Page excerpt:
■ ■ ■ ■ ■ ■ ■

Fort Collins, CO 80528
(970) 898-3066 (Phone)
(970) 898-2838 (Fax)
Bob_Bury@hp.com

 

 

 

August 1999

 



Table of Contents

Introduction

Intended Audience

System Management Challenges

System Management Goals and Metrics

HP Service Control: A Suite of System Management Products

Fault Management and Monitoring

Workload Management: HP Process Resource Manager

Centralized System Access and Administration

Centralized Multi-System Management with HP Service Control for HP-UX

Goals of Multi-System Management

Multi-System Management Paradigms

Service Control Multi-System Management Features in Support of Management Paradigms

Central mgmt station

Nodes

Node Grouping

Distributed Task Facility and Integrated Tools

Role based security

Tasks and Logging

Integrated Multi-System Management Solutions

Multi-System Software Management

System Configuration Repository

Initial System Deployment and Recovery

EMS Monitor Deployment

Integration with Enterprise Frameworks

Summary


 

Introduction

Data Center IT managers are under increasing pressure to deliver IT services with high availability, low cost, and excellent performance and resource utilization.  As the capacity and scale of IT operations has grown, so has the complexity of managing the IT environment.  System administrators are today using various approaches to provide consistency and control over their IT resources and operations.  A systems management paradigm is needed that offers a systematic and controllable approach to balance three objectives: improving systems availability, facilitating systems growth, and reducing costs.

This paper will outline some of the system management challenges facing IT managers and metrics that are important in the data center.  An overview of HP’s system management suite of products will be given.  HP’s multi-system management tools for consistently and effectively managing groups of HP-UX systems will be described.

Intended Audience

This paper is aimed at system administrators and IT managers responsible for data center environments.

 

System Management Challenges

Systems administrators and data center personnel are faced with a number of system management challenges, among them:.

·      Increasing complexity of the IT infrastructure

·     Proliferation of underutilized servers, negatively impacting return on investment (ROI)

·      Escalating costs in managing the IT infrastructure (measured as the average number of systems administrators to servers)

·      Lack of controls to ensure quality of service (performance, response time, and availability)

·      User error and communication breakdowns that lead to system problems

·      Slow application deployment, which impedes competitiveness

 

System Management Goals and Metrics

Systems management goals can be summarized as improving performance, increasing availability, and reducing cost. These goals can be achieved by enhanced systems administration tools and capabilities, decreasing the number of personnel required to achieve and meet service level objectives, and improving the processes surrounding the operation of the mission-critical systems and applications.

■ ■ ■ ■ ■ ■ ■

Excerpted data:
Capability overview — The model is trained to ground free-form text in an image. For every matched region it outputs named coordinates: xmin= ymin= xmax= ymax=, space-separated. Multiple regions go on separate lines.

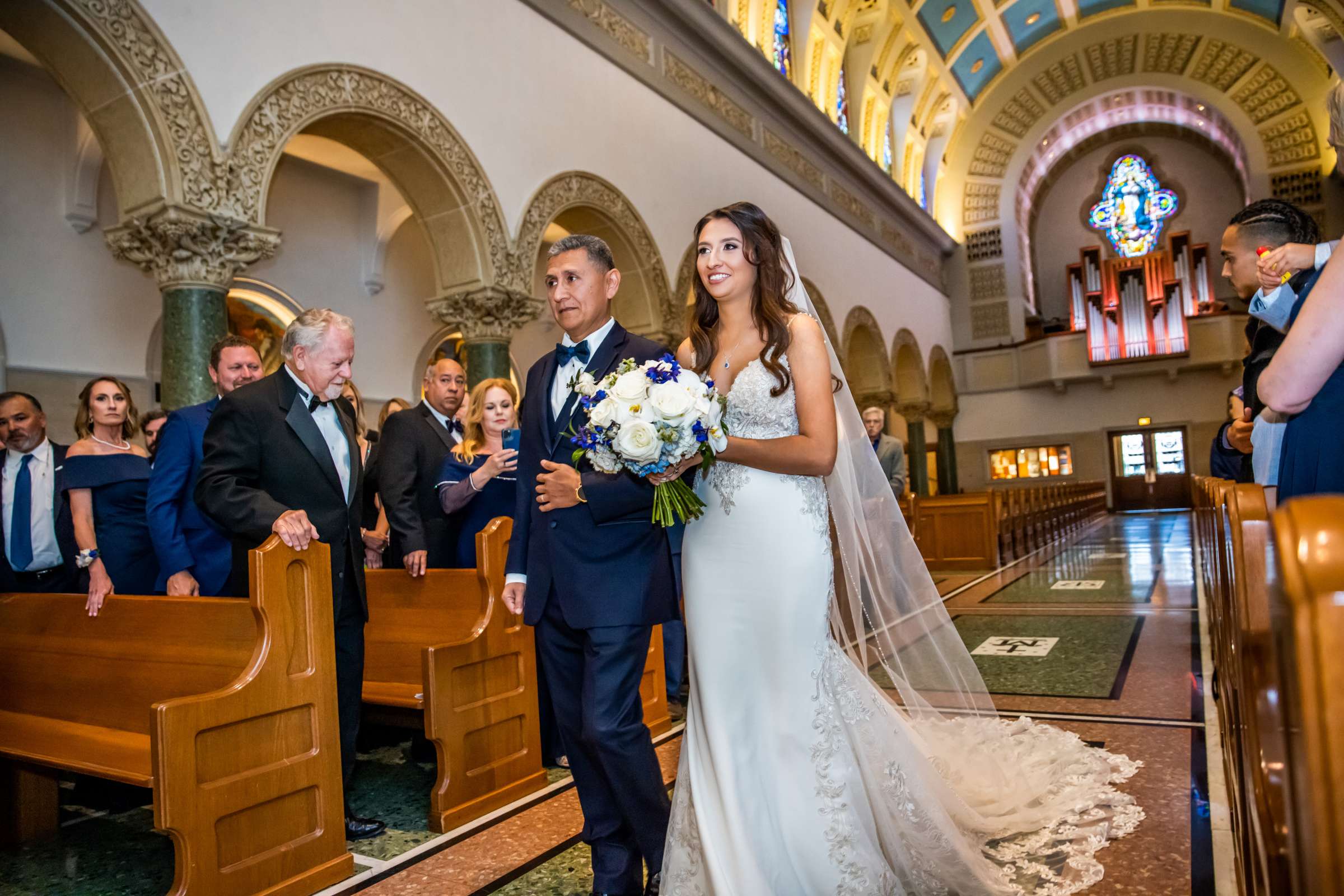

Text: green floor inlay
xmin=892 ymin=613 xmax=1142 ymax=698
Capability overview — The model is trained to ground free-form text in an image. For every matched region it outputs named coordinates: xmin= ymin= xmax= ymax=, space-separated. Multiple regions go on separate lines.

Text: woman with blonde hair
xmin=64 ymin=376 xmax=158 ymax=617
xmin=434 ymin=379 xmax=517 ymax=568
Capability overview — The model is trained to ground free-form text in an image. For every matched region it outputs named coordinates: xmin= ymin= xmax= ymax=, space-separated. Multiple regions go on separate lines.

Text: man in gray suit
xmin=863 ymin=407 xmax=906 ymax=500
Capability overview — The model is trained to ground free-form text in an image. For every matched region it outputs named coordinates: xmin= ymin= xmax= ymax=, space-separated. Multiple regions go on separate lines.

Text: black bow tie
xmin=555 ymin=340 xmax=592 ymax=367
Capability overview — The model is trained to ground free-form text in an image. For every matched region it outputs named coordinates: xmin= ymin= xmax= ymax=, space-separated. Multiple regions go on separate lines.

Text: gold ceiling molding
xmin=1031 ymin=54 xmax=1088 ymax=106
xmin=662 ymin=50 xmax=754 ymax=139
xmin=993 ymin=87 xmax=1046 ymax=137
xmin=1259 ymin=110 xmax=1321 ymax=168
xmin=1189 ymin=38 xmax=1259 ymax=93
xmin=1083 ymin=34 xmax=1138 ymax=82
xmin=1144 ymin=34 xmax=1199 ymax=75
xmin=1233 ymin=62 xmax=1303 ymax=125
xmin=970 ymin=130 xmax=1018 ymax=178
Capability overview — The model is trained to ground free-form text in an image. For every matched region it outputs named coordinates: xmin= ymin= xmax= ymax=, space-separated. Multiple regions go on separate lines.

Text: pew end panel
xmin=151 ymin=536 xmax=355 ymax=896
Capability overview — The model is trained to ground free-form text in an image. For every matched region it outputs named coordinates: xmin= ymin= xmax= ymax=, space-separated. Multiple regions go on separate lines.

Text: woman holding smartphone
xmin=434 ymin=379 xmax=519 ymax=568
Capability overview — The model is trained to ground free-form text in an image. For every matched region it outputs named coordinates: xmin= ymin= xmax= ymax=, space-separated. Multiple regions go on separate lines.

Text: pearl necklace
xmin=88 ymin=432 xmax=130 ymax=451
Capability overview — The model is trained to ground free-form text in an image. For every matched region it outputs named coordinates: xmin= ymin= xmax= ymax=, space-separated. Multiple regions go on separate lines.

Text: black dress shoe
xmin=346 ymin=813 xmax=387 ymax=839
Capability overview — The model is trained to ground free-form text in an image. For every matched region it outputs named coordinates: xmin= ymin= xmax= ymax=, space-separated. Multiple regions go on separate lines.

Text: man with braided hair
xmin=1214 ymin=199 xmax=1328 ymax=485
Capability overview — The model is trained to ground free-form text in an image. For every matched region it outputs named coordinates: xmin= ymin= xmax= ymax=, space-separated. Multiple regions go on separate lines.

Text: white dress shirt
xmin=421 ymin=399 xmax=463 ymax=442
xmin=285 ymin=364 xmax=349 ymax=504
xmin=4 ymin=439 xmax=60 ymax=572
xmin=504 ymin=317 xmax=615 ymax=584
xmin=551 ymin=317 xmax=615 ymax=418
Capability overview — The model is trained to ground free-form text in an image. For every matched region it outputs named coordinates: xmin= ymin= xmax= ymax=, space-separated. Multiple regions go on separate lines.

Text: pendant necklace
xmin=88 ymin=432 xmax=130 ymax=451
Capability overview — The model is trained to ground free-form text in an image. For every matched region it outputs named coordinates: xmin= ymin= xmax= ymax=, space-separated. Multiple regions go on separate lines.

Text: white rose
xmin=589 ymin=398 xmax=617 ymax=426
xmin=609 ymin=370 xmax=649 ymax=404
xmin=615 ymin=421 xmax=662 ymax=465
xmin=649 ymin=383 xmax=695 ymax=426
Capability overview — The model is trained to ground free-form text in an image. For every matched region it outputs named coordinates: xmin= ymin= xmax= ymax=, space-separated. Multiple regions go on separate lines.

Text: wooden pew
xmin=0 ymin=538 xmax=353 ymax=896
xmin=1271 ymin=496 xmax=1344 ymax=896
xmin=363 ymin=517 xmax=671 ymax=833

■ ■ ■ ■ ■ ■ ■

Direction 1: Can you sum up the system management paper in two sentences?
Direction 2: Set down the part of the system management paper that begins at the words "EMS Monitor Deployment" and stops after "and reducing costs.".
The data above has no connection to the system management paper.

Complete response 1: Data center IT managers face mounting pressure to deliver available, low-cost, well-performing IT services as their environments grow more complex, with challenges such as underutilized servers, escalating management costs, and user error. The paper outlines these challenges and key metrics, surveys HP's system management products and multi-system tools for HP-UX, and says the goals of better performance, higher availability, and lower cost can be reached through enhanced tools, fewer required personnel, and improved processes.

Complete response 2:
EMS Monitor Deployment

Integration with Enterprise Frameworks

Summary


 

Introduction

Data Center IT managers are under increasing pressure to deliver IT services with high availability, low cost, and excellent performance and resource utilization.  As the capacity and scale of IT operations has grown, so has the complexity of managing the IT environment.  System administrators are today using various approaches to provide consistency and control over their IT resources and operations.  A systems management paradigm is needed that offers a systematic and controllable approach to balance three objectives: improving systems availability, facilitating systems growth, and reducing costs.